◆ **Set of tasks**
1. List every song title mentioned in the Ladytron interview text.
2. Retype a passage from the Ladytron interview text, starting at the words "Ladytron Interview Photoshoot" and stopping after "it’s surely berocca.".

◆ **Source excerpt**
━━━━━━━━━━━━━━━━━━━━
Ladytron Interview Photoshoot In Berlin
Glorious Technocolour
Words - Mark Fernyhough
Photo - Heike Schneider-Matzigkeit
“We should get our bikes out!” declares Reuben Wu, Ladytron’s energetic keyboardist. Mere moments later, he and Bulgarian born singer Mira Aroyo are riding around the East Berlin music venue that will tonight host the latest show in their stamina-defying tour. Zooming frantically and pointlessly in circles, they charmingly resemble over energetic ET cast extras. They appear a fraction of their ages, reeking of nothing more rock’n'roll than good old fashioned healthy living. If they are on something, it’s surely berocca.
Ladytron are in the German capital to promote their latest long player, Velocifero, and judging by the look of their swanky jumbo-sized tour bus, they are reaping the rewards of surviving nine years in music. Let us not forget, when Ladytron burst onto the scene via John Peel with their alluring lo-fi art house electro in 1999, they never seemed like a true mainstream concern. Rather, they politely offered the world carefully sculptured hair, jet black uniforms, pale faces and icy demeanours. In the world of pop, that’s a foolproof way to project a sense of cool mystery to gullible people. Or get you confused with Suede.
“When we started, we just did it for fun,” explains Mira, now perched on a backstage leather couch. “We all had day jobs and no grand plan. We weren’t expecting to make a living from the band.”
Ladytron’s new record smoothly continues their unique portfolio of synth pop with tracks such as ‘They Gave You A Heart, They Gave You A Name’ and latest single ‘Ghosts’. It also encompasses a number of eye opening interludes, such as when Mira begins to vocalise in her native Bulgarian tongue on the opening number ‘Black Cat’ and the intriguing ‘Kletva’.
━━━━━━━━━━━━━━━━━━━━
[Stored entries]
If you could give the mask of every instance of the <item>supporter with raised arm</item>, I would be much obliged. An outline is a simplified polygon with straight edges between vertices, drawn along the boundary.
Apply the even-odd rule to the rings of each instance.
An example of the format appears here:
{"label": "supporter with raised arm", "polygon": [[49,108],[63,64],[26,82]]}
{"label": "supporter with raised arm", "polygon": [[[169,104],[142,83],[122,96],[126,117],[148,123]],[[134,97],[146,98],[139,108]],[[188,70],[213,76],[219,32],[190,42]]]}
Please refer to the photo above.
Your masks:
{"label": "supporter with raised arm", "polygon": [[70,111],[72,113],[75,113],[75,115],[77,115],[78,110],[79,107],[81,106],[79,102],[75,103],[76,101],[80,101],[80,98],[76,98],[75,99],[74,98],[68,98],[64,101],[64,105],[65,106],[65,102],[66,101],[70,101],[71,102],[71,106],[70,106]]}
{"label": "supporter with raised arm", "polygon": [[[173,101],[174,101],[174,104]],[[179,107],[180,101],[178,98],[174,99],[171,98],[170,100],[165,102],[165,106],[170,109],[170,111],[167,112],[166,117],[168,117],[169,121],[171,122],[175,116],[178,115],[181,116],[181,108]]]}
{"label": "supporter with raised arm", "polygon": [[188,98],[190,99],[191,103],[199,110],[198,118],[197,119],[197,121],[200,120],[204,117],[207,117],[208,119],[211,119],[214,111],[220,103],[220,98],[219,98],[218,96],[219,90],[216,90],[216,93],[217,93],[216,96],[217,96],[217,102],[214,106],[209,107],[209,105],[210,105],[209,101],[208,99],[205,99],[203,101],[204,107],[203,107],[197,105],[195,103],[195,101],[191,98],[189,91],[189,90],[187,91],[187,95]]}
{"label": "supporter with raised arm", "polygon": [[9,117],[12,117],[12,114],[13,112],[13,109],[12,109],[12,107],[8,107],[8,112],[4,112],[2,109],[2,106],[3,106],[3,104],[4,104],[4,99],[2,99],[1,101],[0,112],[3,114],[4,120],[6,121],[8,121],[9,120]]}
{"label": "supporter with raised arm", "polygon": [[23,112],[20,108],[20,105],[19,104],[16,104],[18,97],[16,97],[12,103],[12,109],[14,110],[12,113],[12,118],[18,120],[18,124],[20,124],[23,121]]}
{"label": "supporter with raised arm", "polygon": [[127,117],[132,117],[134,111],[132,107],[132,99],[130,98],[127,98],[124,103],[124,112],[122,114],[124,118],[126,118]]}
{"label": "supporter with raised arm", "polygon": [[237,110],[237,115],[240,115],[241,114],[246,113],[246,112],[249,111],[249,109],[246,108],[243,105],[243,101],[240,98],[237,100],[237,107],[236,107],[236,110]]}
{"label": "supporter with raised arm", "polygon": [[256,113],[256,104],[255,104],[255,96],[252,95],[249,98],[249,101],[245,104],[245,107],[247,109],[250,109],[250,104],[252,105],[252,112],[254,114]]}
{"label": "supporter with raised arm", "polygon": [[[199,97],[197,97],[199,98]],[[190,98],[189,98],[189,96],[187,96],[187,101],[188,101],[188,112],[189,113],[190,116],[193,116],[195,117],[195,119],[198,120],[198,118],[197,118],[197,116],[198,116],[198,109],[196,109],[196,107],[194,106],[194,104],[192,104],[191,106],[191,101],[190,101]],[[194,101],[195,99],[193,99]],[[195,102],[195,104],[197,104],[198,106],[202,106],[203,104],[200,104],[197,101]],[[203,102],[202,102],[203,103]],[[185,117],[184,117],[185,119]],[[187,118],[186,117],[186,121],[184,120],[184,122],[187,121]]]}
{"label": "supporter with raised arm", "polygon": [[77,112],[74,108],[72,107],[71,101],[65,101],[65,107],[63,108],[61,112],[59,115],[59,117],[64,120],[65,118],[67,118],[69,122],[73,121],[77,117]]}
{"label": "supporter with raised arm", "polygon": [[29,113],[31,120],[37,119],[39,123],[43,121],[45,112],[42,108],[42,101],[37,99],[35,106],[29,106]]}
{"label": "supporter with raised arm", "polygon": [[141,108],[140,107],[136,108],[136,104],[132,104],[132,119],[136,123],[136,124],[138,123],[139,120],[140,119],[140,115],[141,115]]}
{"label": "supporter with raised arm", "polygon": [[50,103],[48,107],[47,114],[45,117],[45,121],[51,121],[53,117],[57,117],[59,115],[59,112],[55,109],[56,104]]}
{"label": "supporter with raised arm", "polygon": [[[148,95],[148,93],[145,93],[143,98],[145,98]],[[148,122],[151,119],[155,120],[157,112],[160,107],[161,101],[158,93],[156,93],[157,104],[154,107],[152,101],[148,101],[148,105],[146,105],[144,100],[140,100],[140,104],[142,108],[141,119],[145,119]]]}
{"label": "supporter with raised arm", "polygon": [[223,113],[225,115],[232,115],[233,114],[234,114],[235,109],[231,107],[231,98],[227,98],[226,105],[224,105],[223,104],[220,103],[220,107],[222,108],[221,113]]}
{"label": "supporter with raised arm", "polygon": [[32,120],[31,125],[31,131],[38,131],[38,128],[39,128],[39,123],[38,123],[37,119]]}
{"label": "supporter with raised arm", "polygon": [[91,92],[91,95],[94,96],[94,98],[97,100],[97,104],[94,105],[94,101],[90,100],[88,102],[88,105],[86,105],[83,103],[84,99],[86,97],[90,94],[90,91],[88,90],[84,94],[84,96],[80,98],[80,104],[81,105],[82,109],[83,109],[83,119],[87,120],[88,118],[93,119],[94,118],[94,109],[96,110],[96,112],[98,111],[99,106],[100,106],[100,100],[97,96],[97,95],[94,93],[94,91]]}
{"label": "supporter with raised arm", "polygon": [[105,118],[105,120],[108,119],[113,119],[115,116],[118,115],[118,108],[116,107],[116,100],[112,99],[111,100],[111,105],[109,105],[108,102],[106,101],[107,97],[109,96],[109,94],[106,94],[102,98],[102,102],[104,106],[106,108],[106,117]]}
━━━━━━━━━━━━━━━━━━━━
◆ **Per-task outputs**
1. 'They Gave You A Heart, They Gave You A Name', 'Ghosts', 'Black Cat', 'Kletva'

2.
Ladytron Interview Photoshoot In Berlin
Glorious Technocolour
Words - Mark Fernyhough
Photo - Heike Schneider-Matzigkeit
“We should get our bikes out!” declares Reuben Wu, Ladytron’s energetic keyboardist. Mere moments later, he and Bulgarian born singer Mira Aroyo are riding around the East Berlin music venue that will tonight host the latest show in their stamina-defying tour. Zooming frantically and pointlessly in circles, they charmingly resemble over energetic ET cast extras. They appear a fraction of their ages, reeking of nothing more rock’n'roll than good old fashioned healthy living. If they are on something, it’s surely berocca.